» WRITTEN INSTRUCTION: With pictures omitted, copy exactly the lines from the one containing "of the stack" through the end of the records below.

Records from a dataset
start
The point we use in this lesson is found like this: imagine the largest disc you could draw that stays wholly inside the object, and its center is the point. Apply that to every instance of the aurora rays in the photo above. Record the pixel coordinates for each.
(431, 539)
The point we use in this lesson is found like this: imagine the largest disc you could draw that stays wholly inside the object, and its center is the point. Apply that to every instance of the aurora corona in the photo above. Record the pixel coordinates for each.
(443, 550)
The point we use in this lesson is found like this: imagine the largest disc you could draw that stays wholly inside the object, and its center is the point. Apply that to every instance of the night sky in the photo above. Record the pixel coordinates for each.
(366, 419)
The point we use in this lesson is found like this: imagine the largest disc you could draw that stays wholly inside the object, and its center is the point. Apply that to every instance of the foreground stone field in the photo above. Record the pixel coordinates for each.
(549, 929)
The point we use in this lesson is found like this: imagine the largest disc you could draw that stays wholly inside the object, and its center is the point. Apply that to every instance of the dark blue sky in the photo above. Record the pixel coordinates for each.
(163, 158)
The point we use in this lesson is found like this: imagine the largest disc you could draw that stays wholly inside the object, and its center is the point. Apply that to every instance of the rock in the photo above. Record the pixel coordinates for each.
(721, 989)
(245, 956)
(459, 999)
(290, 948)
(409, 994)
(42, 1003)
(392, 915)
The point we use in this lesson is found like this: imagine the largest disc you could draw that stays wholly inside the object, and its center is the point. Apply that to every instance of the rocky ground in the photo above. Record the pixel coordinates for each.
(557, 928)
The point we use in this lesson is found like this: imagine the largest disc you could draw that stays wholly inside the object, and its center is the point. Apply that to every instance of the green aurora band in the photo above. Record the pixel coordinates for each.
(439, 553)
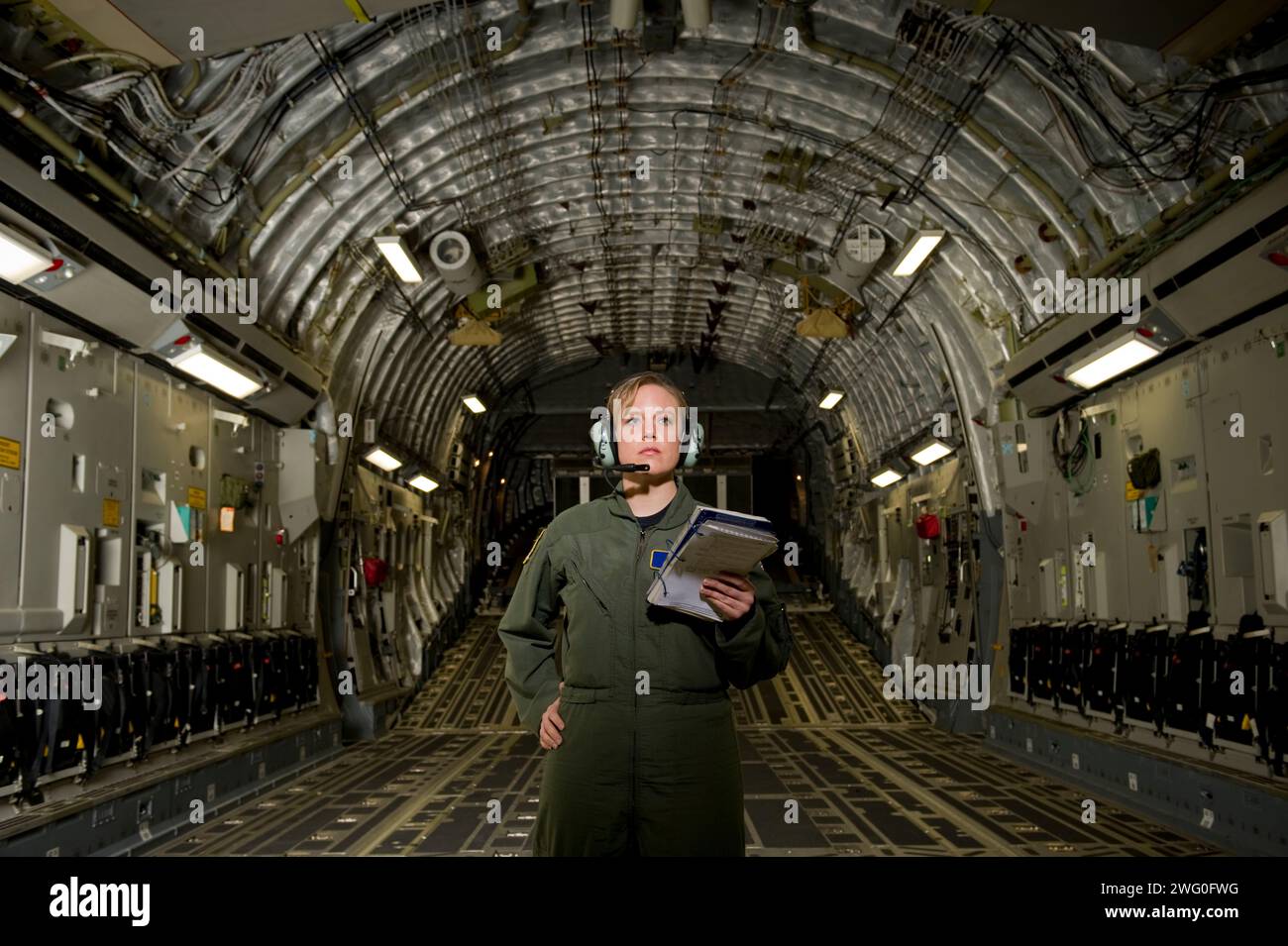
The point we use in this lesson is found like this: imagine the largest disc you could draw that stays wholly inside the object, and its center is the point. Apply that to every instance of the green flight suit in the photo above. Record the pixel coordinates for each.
(642, 770)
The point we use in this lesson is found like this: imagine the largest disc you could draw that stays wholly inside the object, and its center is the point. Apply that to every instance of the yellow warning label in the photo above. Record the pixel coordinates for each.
(533, 546)
(11, 454)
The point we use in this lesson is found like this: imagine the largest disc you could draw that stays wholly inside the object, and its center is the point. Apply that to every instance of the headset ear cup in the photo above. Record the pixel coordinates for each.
(603, 447)
(694, 450)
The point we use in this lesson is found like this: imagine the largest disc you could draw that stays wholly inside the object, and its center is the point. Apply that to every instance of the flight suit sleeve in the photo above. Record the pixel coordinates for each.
(758, 645)
(529, 663)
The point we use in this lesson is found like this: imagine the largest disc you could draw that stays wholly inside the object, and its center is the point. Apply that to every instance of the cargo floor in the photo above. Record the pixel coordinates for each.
(871, 777)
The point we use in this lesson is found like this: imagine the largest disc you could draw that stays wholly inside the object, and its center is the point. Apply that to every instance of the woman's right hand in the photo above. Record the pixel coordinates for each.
(550, 719)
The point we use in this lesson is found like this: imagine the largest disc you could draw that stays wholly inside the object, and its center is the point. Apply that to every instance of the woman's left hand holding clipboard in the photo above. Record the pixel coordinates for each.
(729, 594)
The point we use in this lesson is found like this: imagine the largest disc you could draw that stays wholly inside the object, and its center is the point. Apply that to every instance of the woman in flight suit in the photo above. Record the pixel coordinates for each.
(642, 751)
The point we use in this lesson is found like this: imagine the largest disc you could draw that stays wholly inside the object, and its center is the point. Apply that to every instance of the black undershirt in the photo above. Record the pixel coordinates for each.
(651, 520)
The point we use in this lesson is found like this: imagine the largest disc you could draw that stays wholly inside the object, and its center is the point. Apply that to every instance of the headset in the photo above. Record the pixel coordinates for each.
(605, 447)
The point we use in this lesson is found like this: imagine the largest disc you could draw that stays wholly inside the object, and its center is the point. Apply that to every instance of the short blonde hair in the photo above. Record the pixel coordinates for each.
(626, 389)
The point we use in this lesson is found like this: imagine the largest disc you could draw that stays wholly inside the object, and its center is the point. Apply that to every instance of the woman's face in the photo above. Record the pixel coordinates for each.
(651, 430)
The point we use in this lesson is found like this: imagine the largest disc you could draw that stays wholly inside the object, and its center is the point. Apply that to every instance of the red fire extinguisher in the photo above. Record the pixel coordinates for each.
(927, 525)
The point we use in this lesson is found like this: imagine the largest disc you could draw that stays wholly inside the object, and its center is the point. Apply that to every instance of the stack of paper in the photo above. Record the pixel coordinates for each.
(713, 541)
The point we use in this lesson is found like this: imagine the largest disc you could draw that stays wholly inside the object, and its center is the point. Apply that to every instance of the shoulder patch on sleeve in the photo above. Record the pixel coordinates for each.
(536, 542)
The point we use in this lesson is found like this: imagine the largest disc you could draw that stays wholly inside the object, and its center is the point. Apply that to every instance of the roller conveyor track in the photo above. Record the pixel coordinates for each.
(871, 777)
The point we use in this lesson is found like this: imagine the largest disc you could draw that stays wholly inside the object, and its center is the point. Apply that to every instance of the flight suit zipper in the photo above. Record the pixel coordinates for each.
(635, 699)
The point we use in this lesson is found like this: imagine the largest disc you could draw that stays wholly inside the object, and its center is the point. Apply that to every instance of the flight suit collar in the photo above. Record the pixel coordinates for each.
(679, 510)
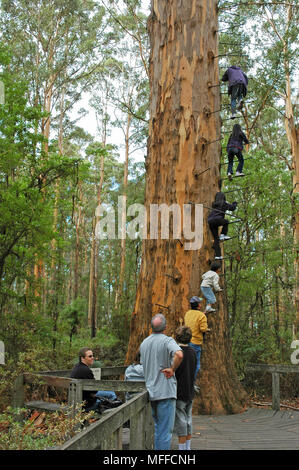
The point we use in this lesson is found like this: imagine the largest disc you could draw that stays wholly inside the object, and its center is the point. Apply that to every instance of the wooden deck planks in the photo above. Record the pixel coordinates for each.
(255, 429)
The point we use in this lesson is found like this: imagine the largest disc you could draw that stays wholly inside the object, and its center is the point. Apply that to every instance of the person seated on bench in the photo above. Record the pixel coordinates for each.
(82, 370)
end
» WRITTEN ANSWER:
The point we use in this lesson is found like this: imagine the largest disc you could draw that stays wholly inside the object, and its center is the point. Apply that to every instance of the stack of paper in the photo above. Record the pixel coordinates for each.
(713, 541)
The point we use in this lesson is found like this: imagine the largest disc you could draw that stays wholly inside the object, and its center is the point. Apply that to every instance of the shoulder patch on sleeve in the photo above. Record the pixel coordinates for each.
(536, 542)
The point we use in this lesson is found like this: imagine the largest disc you could draw that stays wholly inside the object, and its center is the point. Apply that to every instance of the roller conveyor track in the photo above. Record the pixel coordinates for each.
(871, 777)
The point we use in this lesson is found like this: imagine the largest disc you could draw that stays wholly inside the object, and its center is the point. Apply that to every instance of the flight suit zipper in the photo above. Record the pixel coordinates for each.
(635, 699)
The point we use in this lesson is found like this: imagine the largest disc you could draw that stays wholly inside the object, and its center is the point. Apply that to every instance of the flight suit collar in the photo above. Record the pixel coordinates for each.
(679, 510)
The point we use in this lesson is found like this: imagine the largest disc you could draw that stays wholly inside the object, and its center is the point. Apply that to every instance of the wooden deck planks in the photo above. Record the pixel coordinates for each.
(255, 429)
The point we use in this lesson is found like this: imagine the largest disc you could draw that stays wholly inside the object, and its center is the point. Apply that to every instance of the person seated on bench in the photo above. Record the pixel coordinates for each.
(82, 370)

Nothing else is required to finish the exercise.